TEXT:
# Armatus!



## Blue Cray (Oct 19, 2007)

Pics arent good but hell its an armatus.


----------



## Blue Cray (Oct 19, 2007)

Here's what they look like in better pics


----------



## Dragonbeards (Dec 14, 2008)

That is.... strangely awesome looking. The squashed up face in the third picture kinda reminds me of a bulldog


----------



## <3~Pleco~<3 (Jan 31, 2009)

You would think by its appearance that it would be devouring your other fish.


----------



## Blue Cray (Oct 19, 2007)

Those are feeders there are no other fish in the tank.


----------



## <3~Pleco~<3 (Jan 31, 2009)

My statement still applies.


----------



## Blue Cray (Oct 19, 2007)

Well yes but no fish this size can devour that much food in one meal.


----------



## <3~Pleco~<3 (Jan 31, 2009)

That's true. 
But I wouldn't be sticking my fingers in that tank lol


----------



## frogman5 (Mar 13, 2007)

very nice blue cray one of my favorite fish 

bet that cost you a pretty penny


----------



## bmlbytes (Aug 1, 2009)

<3~Pleco~<3 said:


> That's true.
> But I wouldn't be sticking my fingers in that tank lol


Ditto


----------



## Plecostomus (Jul 31, 2006)

If you can't stick your fingers in the tank then how do you clean it?


----------



## bmlbytes (Aug 1, 2009)

DATASET EXTRACT:
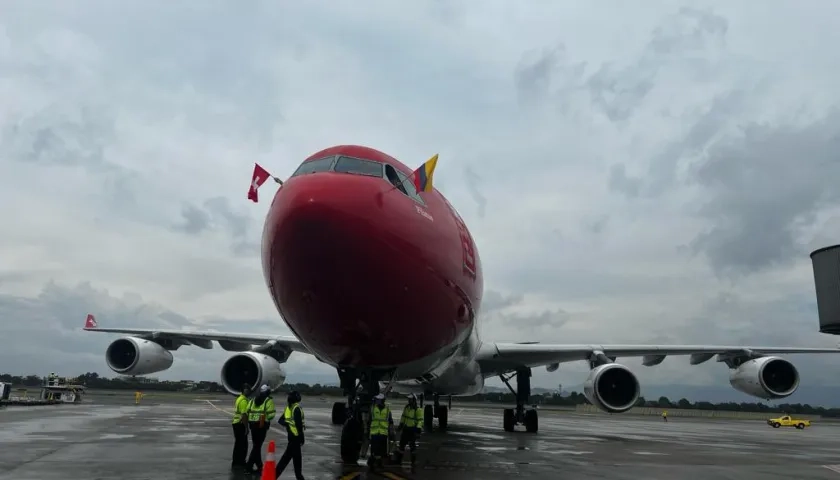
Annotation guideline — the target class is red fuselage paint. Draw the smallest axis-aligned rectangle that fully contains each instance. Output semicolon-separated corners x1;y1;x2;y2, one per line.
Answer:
262;145;483;368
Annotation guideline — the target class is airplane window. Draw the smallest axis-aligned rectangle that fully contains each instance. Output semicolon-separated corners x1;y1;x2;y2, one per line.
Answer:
391;167;426;206
335;157;382;178
292;157;333;177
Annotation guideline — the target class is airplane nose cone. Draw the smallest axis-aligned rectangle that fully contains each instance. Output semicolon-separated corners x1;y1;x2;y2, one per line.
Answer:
263;173;411;365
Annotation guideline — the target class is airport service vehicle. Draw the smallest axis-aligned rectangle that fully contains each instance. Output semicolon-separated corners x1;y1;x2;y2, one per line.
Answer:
767;415;811;430
85;145;840;462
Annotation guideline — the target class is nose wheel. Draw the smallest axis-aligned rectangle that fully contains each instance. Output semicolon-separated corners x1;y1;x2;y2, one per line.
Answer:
499;368;539;433
423;394;452;432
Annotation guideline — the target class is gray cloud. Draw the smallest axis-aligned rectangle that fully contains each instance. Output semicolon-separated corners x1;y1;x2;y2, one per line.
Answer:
693;111;840;274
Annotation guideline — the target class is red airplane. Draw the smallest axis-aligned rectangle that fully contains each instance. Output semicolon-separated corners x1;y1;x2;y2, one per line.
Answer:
85;145;840;462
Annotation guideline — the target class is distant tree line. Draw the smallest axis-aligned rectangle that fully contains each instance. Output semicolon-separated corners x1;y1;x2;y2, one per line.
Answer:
0;372;840;417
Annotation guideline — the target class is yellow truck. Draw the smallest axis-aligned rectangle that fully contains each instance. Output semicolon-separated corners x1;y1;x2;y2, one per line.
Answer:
767;415;811;430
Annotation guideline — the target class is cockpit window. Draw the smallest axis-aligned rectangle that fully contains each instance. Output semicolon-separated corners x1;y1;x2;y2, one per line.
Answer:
335;157;382;178
292;156;335;177
385;165;426;205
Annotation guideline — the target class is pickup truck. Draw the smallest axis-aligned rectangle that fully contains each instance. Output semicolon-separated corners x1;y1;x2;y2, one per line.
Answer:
767;415;811;430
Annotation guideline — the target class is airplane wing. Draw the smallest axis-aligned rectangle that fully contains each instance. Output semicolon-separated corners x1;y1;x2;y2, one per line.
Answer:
478;342;840;377
83;315;311;353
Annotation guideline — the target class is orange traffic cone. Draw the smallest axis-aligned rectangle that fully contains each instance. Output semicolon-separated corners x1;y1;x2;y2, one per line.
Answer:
260;440;277;480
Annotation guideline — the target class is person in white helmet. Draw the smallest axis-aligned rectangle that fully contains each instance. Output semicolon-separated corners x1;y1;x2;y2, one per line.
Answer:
367;393;394;469
245;385;276;475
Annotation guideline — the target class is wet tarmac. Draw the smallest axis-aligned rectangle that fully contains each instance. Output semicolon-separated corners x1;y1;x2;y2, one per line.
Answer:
0;396;840;480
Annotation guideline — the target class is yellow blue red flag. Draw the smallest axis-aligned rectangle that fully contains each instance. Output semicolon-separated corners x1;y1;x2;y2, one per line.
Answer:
414;153;438;192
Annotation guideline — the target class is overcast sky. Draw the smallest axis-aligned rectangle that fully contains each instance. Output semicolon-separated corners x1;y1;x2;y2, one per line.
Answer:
0;0;840;386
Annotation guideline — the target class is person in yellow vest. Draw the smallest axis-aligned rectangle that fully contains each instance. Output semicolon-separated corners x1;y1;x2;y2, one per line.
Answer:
368;393;394;469
245;385;276;475
275;390;306;480
396;393;423;473
230;384;251;469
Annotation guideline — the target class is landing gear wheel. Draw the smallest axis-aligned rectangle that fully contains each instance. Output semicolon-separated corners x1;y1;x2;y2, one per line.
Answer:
436;405;449;432
332;402;347;425
341;418;363;465
525;410;539;433
504;408;514;432
423;405;435;433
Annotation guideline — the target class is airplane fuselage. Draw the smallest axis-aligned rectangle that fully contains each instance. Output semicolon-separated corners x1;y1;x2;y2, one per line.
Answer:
262;145;483;390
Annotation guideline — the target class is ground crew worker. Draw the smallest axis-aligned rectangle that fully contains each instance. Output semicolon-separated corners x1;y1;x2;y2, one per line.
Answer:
368;393;394;469
245;385;276;475
396;393;423;473
275;390;306;480
230;384;251;469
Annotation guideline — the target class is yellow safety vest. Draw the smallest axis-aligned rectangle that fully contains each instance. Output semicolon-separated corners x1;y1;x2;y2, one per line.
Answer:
233;394;248;423
370;405;391;436
283;403;306;437
248;398;276;422
400;405;423;428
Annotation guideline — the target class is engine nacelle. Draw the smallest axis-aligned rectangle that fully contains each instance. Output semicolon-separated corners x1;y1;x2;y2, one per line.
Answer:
729;357;799;400
105;337;173;375
583;363;640;413
222;352;286;395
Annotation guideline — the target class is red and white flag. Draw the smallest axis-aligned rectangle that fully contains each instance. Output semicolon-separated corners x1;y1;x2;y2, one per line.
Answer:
248;163;271;203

TO BE DONE:
• 1. From the armatus thread, reproduce the passage from "You would think" to "in the tank.".
• 2. In the armatus thread, what does Dragonbeards say the squashed-up face in the third picture resembles?

ANSWERS PER TASK:
• 1.
You would think by its appearance that it would be devouring your other fish.


----------



## Blue Cray (Oct 19, 2007)

Those are feeders there are no other fish in the tank.

• 2. A bulldog.